Rows of box annotation data:
+---+

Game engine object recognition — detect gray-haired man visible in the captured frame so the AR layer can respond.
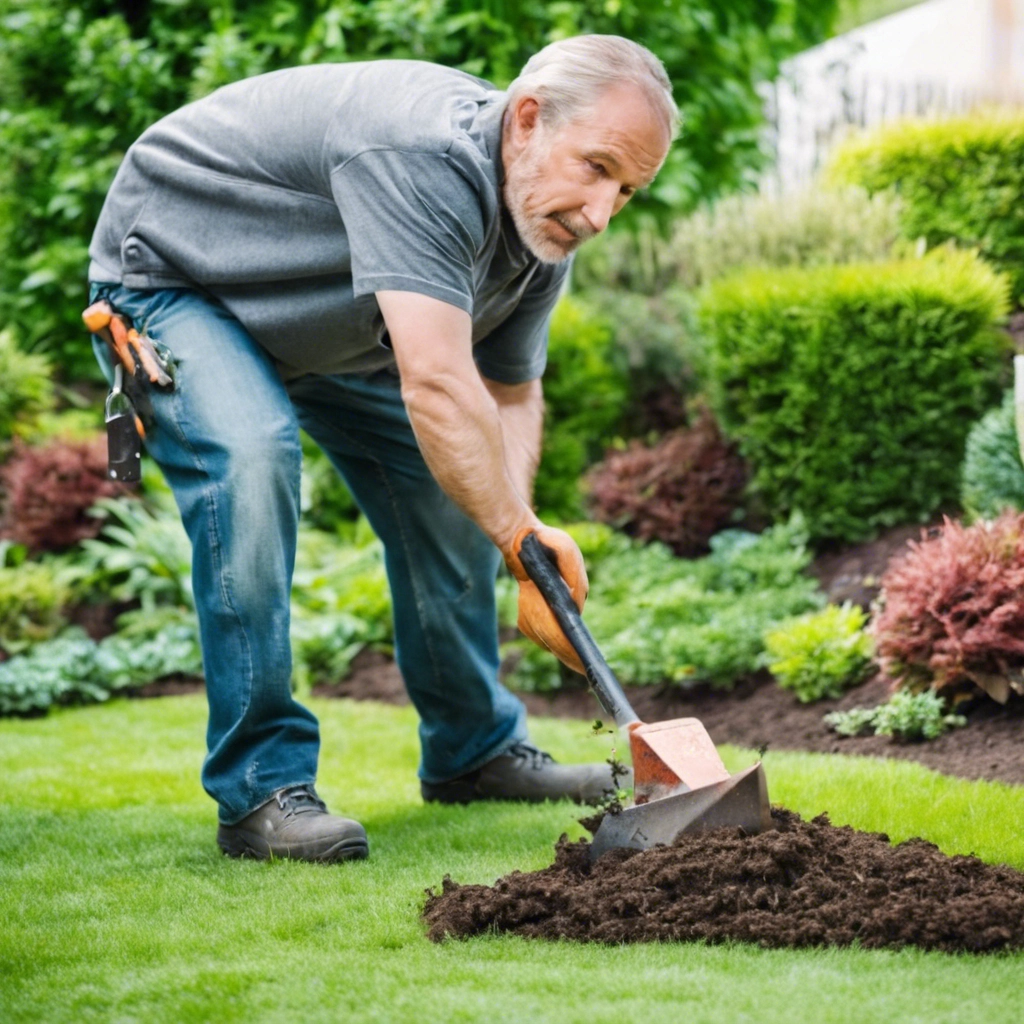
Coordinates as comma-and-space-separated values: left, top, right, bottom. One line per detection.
89, 36, 677, 860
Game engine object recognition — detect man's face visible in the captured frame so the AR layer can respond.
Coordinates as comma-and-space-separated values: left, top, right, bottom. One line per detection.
503, 83, 671, 263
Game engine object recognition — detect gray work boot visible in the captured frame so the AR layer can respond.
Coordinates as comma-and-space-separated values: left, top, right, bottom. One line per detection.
420, 742, 633, 804
217, 785, 370, 863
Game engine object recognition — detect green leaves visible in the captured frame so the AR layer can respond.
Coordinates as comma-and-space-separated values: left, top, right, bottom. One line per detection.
827, 111, 1024, 302
764, 604, 873, 703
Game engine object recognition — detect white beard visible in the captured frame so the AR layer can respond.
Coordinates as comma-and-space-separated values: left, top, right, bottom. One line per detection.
504, 140, 597, 263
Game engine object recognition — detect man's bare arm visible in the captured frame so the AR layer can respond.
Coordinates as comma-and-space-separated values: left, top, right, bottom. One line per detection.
377, 291, 541, 554
483, 377, 544, 507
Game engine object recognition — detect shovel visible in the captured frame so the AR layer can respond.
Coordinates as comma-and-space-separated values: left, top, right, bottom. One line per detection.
519, 534, 772, 860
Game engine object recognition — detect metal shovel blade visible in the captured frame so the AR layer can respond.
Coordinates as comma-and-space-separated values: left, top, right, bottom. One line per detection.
590, 761, 771, 861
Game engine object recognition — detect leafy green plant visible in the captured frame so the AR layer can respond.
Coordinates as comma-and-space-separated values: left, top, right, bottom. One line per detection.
0, 561, 70, 654
534, 298, 629, 520
765, 603, 873, 703
871, 512, 1024, 702
573, 186, 905, 296
827, 110, 1024, 300
824, 690, 967, 742
0, 328, 53, 440
586, 409, 748, 558
700, 252, 1007, 541
961, 389, 1024, 519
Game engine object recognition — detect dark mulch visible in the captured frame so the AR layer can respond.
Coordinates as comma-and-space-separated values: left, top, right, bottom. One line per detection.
313, 651, 1024, 785
313, 524, 1024, 785
423, 809, 1024, 953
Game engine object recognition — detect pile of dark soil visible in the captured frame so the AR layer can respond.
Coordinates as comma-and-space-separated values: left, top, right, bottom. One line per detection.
423, 809, 1024, 952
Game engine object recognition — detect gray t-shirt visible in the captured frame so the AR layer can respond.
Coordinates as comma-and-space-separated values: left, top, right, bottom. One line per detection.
89, 60, 568, 384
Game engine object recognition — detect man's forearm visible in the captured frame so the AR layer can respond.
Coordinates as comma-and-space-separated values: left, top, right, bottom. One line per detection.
402, 376, 536, 551
377, 291, 540, 554
483, 379, 544, 507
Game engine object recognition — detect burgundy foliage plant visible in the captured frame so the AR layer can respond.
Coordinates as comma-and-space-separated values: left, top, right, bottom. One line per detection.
871, 512, 1024, 702
0, 434, 125, 553
587, 410, 748, 558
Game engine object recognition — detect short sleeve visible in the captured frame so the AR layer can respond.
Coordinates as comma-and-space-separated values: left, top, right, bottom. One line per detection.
331, 150, 484, 315
473, 260, 571, 384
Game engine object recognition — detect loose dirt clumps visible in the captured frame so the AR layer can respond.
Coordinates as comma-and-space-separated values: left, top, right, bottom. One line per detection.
423, 809, 1024, 952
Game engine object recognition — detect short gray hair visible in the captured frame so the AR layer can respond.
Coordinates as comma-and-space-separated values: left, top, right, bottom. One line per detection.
508, 36, 680, 138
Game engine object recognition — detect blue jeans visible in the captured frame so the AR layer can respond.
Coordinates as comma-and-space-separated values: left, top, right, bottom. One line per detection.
92, 285, 526, 824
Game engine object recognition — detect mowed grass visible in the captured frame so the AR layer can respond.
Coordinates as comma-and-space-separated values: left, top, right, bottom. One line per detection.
0, 697, 1024, 1024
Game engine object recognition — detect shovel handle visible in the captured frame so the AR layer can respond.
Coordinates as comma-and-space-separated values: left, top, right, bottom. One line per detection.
518, 534, 640, 729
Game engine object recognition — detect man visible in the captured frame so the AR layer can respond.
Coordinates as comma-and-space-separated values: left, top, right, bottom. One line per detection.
89, 36, 677, 860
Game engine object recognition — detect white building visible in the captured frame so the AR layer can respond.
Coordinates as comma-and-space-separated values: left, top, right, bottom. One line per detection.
765, 0, 1024, 189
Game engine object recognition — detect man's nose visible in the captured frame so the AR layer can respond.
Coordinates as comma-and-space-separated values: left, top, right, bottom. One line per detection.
583, 181, 620, 233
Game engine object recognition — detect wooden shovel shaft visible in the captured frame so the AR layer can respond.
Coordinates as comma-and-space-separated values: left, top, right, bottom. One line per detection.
519, 534, 640, 729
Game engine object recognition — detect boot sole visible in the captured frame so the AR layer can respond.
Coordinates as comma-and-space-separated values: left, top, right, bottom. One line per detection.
217, 825, 370, 864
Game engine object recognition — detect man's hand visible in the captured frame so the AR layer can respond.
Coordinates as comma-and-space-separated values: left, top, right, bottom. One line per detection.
505, 526, 590, 676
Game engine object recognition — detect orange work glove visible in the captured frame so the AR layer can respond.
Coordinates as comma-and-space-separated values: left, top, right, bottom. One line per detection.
505, 526, 590, 675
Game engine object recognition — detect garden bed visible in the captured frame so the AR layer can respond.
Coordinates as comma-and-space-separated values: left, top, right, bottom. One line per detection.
423, 809, 1024, 952
313, 651, 1024, 785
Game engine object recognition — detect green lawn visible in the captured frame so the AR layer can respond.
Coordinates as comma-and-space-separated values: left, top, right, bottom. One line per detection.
0, 697, 1024, 1024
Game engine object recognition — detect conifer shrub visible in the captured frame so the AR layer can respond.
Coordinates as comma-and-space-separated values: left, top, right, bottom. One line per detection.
961, 389, 1024, 519
0, 562, 70, 654
0, 435, 124, 552
0, 328, 53, 442
587, 410, 746, 558
700, 251, 1008, 542
765, 603, 873, 703
827, 111, 1024, 300
870, 512, 1024, 701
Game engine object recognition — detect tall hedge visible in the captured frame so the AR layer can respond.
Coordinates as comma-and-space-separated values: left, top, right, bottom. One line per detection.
700, 251, 1007, 541
827, 111, 1024, 304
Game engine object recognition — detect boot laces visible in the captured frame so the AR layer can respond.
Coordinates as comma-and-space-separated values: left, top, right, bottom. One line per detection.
273, 785, 327, 816
507, 742, 555, 771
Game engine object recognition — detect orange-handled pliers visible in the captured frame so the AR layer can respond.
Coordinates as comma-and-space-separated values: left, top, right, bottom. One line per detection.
82, 299, 174, 387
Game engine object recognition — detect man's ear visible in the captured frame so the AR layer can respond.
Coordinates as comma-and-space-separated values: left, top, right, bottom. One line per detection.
512, 96, 541, 143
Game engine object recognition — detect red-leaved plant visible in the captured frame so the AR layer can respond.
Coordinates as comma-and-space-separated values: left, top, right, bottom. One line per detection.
587, 410, 748, 558
870, 512, 1024, 703
0, 434, 125, 553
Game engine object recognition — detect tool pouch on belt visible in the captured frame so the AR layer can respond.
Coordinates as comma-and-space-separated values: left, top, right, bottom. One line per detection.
82, 299, 174, 483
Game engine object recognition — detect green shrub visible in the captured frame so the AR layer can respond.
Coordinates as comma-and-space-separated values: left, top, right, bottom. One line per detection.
0, 562, 70, 654
0, 630, 102, 715
573, 187, 900, 296
700, 251, 1007, 541
765, 603, 873, 703
0, 0, 837, 379
302, 431, 359, 537
0, 328, 53, 440
578, 286, 701, 437
824, 690, 967, 742
827, 111, 1024, 301
534, 298, 629, 520
71, 498, 195, 610
0, 616, 203, 716
961, 389, 1024, 519
499, 519, 823, 689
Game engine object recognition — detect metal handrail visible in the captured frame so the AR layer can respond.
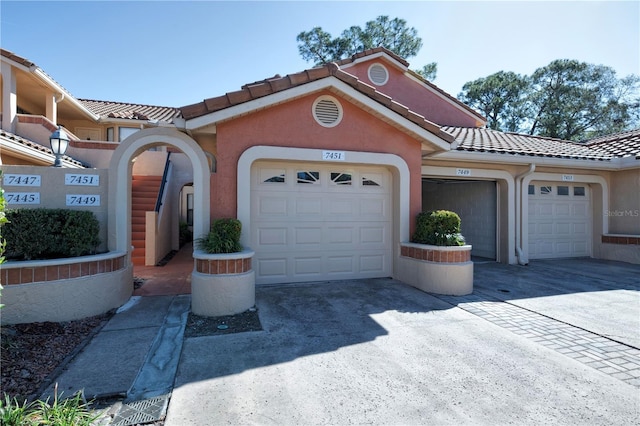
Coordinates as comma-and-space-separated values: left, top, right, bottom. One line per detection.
155, 151, 171, 213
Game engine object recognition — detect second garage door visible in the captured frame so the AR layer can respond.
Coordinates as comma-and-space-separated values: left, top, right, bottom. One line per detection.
251, 162, 392, 284
529, 182, 591, 259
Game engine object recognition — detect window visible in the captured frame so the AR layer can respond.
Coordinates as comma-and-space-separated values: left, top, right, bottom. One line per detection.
260, 169, 286, 183
298, 171, 320, 184
118, 127, 140, 142
362, 173, 382, 186
263, 174, 284, 183
331, 172, 351, 185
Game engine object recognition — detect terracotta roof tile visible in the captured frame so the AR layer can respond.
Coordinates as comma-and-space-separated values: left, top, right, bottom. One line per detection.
227, 90, 252, 105
442, 127, 640, 161
336, 47, 487, 122
204, 96, 233, 111
78, 99, 180, 123
586, 129, 640, 160
336, 46, 409, 67
180, 55, 453, 142
0, 129, 88, 167
0, 49, 36, 68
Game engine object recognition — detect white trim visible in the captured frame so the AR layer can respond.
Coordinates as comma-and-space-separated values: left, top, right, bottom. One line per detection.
521, 172, 609, 259
429, 147, 640, 170
422, 166, 516, 264
108, 128, 211, 252
237, 146, 410, 253
185, 76, 451, 151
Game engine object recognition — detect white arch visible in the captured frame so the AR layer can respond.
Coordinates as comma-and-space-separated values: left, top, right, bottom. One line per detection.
108, 128, 211, 253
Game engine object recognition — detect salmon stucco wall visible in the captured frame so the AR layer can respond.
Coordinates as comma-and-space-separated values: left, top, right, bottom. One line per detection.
345, 59, 479, 127
205, 92, 422, 232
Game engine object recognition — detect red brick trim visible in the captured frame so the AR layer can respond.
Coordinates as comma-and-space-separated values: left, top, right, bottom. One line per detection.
400, 246, 471, 263
602, 235, 640, 246
196, 257, 251, 275
0, 256, 126, 285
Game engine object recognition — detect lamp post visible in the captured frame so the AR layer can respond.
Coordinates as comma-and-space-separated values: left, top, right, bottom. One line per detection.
49, 126, 69, 167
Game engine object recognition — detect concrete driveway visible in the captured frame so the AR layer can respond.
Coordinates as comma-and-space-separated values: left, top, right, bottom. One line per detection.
165, 259, 640, 425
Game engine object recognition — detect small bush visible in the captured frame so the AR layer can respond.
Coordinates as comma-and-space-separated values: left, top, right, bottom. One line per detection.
411, 210, 465, 246
179, 222, 193, 247
196, 219, 242, 253
0, 384, 100, 426
2, 209, 100, 260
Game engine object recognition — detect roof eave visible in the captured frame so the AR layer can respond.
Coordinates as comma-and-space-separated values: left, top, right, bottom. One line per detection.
429, 150, 640, 170
185, 76, 451, 151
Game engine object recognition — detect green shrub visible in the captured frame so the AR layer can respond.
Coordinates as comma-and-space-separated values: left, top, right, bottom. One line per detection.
179, 222, 193, 247
196, 219, 242, 253
3, 209, 100, 260
411, 210, 464, 246
0, 384, 101, 426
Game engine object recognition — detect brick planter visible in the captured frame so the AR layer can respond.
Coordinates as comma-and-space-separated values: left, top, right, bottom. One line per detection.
0, 252, 133, 324
191, 249, 256, 317
397, 243, 473, 296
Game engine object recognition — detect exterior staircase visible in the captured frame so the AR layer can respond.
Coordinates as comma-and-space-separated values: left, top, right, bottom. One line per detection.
131, 176, 162, 266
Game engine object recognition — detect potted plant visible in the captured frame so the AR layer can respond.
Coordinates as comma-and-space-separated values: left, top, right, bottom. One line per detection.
398, 210, 473, 296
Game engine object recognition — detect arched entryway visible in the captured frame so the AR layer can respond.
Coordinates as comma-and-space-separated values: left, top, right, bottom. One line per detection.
108, 128, 210, 262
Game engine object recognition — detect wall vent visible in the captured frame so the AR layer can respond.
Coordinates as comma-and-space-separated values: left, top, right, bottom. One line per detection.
369, 64, 389, 86
313, 96, 342, 127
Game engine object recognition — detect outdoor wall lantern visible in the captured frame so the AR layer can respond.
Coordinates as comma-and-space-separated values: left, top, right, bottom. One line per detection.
49, 126, 69, 167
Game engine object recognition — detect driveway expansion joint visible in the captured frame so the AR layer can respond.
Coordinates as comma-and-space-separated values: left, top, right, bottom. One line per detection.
434, 291, 640, 388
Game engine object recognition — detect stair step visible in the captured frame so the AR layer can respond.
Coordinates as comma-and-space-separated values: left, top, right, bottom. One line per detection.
131, 175, 162, 265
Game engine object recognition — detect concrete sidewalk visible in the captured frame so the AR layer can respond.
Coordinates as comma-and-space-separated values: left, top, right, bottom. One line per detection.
165, 259, 640, 426
43, 259, 640, 426
41, 295, 191, 425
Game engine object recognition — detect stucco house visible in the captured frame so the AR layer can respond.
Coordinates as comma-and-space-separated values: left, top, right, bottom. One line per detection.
0, 48, 640, 292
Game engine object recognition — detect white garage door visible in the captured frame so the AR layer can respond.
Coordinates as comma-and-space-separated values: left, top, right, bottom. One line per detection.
251, 162, 392, 284
529, 182, 592, 259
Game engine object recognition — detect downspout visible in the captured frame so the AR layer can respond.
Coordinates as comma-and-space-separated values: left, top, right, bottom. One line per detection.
516, 163, 536, 265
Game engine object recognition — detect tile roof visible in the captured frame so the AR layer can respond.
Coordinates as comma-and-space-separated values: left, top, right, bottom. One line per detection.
586, 129, 640, 160
180, 63, 453, 142
0, 49, 36, 68
78, 99, 180, 123
336, 47, 487, 123
0, 129, 88, 167
0, 48, 73, 101
442, 127, 620, 161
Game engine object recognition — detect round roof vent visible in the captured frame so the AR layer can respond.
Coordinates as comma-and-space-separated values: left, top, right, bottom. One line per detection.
369, 64, 389, 86
313, 96, 342, 127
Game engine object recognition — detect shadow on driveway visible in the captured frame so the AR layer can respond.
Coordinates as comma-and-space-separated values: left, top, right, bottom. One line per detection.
166, 260, 640, 426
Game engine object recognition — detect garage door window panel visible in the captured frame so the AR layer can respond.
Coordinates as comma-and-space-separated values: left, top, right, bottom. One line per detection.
297, 170, 320, 184
331, 172, 353, 185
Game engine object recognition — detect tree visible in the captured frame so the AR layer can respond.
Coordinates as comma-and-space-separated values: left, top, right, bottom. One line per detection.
296, 16, 437, 80
529, 59, 639, 140
458, 59, 640, 141
458, 71, 529, 132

+---+

• Request
Rescale the stretch of the listing from the line containing "Game engine object recognition — detect boot laces" through the line containing "507, 742, 555, 771". Reproduce every line in it, requests included, multiply each box coordinate in the answers by 1.35, and round it to a whole number, with halves rounded up.

• Reply
Game engine object recognition — detect boot laces visible in the captured frame so the AR layer can respond.
Coordinates as comma-and-space-separated values: left, top, right, bottom. One line per detection.
369, 1060, 441, 1102
684, 1002, 749, 1041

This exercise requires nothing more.